[Texto proporcionado]:
╭──

Bogotá, 6 de octubre de 2006.

Para analizar la corrupción electoral en Colombia, la Procuraduría General de la Nación convocó al Foro “Diagnóstico y prospectiva del sistema electoral colombiano”. Ese día, el Procurador, Edgardo Maya Villazón, resumió una parte del problema diciendo que el cambio realizado para evitar el “control externo de los electores por parte de los partidos, ahora se traduce en un modelo más afinado de corrupción electoral que no compra electores, sino jurados y que igualmente tiene capacidad de adulteración de los resultados a través de la trascripción y la sumatoria amañada de los datos que provienen de los tarjetones”.

╰──

[Información suministrada]:
╭──

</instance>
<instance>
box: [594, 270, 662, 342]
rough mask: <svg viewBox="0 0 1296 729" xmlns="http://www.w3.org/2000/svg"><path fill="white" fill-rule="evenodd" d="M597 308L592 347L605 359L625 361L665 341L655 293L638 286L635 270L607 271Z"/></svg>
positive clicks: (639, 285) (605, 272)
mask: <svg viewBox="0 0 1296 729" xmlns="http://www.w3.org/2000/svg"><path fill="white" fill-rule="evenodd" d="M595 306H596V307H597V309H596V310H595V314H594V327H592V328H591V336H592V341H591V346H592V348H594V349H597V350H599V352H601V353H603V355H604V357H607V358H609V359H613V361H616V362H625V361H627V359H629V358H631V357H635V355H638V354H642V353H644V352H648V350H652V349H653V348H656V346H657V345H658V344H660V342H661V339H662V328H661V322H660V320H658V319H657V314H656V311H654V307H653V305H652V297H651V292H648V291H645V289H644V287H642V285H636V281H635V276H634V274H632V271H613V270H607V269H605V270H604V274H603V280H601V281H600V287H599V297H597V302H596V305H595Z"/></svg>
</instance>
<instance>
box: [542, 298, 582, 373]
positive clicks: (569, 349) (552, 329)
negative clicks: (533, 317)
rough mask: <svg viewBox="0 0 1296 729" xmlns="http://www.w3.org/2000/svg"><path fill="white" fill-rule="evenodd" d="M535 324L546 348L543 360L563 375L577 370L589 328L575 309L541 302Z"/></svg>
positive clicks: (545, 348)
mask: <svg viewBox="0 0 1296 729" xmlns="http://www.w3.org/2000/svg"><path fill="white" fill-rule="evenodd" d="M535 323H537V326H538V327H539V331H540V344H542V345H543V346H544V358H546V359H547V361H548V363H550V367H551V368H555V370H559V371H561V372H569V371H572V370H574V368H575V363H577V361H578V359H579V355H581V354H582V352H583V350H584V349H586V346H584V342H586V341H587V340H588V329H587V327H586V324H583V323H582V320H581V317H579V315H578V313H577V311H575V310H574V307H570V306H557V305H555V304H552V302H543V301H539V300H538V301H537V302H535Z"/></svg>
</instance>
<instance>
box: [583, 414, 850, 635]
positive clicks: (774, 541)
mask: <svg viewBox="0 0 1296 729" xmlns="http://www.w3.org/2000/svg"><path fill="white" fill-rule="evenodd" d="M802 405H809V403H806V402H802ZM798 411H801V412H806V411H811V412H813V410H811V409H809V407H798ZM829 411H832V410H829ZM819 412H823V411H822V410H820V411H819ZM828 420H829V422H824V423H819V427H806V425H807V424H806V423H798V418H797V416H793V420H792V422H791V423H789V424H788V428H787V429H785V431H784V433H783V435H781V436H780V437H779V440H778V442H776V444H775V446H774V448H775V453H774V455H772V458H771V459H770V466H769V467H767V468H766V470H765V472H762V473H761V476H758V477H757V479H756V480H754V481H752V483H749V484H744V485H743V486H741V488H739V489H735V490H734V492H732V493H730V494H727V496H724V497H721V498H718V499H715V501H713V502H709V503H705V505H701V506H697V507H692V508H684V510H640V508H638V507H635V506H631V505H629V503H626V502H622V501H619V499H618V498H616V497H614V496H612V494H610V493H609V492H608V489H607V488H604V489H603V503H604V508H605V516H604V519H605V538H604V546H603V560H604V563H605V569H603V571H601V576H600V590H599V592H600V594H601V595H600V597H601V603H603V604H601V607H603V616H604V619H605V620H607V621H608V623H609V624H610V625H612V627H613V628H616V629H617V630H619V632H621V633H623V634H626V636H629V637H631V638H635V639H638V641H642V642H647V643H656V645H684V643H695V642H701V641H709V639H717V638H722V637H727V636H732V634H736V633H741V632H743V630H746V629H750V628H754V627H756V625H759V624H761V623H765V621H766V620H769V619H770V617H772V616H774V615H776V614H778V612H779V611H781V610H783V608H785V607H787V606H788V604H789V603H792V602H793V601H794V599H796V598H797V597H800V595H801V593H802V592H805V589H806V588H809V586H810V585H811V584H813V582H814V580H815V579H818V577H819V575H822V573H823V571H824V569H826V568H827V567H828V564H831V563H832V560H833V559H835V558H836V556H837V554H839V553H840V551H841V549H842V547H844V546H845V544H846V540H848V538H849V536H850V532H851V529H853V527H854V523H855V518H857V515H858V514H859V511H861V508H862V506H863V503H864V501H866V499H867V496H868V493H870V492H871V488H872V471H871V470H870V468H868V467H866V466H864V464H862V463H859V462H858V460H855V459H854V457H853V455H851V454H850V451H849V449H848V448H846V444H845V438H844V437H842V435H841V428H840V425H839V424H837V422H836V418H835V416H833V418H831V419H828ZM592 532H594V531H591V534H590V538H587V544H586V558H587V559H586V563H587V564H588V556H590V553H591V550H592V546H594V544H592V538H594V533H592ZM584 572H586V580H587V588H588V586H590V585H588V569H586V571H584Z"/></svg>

╰──

Transcribe completo y sin ninguna alteración el texto sobre la corrupción electoral en Colombia. Para responder, basta con el texto; no hace falta recurrir a nada más.

[Solución del ejercicio]:
Bogotá, 6 de octubre de 2006.

Para analizar la corrupción electoral en Colombia, la Procuraduría General de la Nación convocó al Foro “Diagnóstico y prospectiva del sistema electoral colombiano”. Ese día, el Procurador, Edgardo Maya Villazón, resumió una parte del problema diciendo que el cambio realizado para evitar el “control externo de los electores por parte de los partidos, ahora se traduce en un modelo más afinado de corrupción electoral que no compra electores, sino jurados y que igualmente tiene capacidad de adulteración de los resultados a través de la trascripción y la sumatoria amañada de los datos que provienen de los tarjetones”.